[Start of section]
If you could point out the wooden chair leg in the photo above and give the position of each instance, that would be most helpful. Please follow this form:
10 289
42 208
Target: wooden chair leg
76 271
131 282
[End of section]
**What needs to be done**
A word-for-word transcription of the data above is required.

**Result of this exercise**
If you could point out the wooden chair leg in the photo above and give the position of each instance, that would be most helpful. Please follow this form:
10 289
42 208
Target: wooden chair leg
76 271
131 282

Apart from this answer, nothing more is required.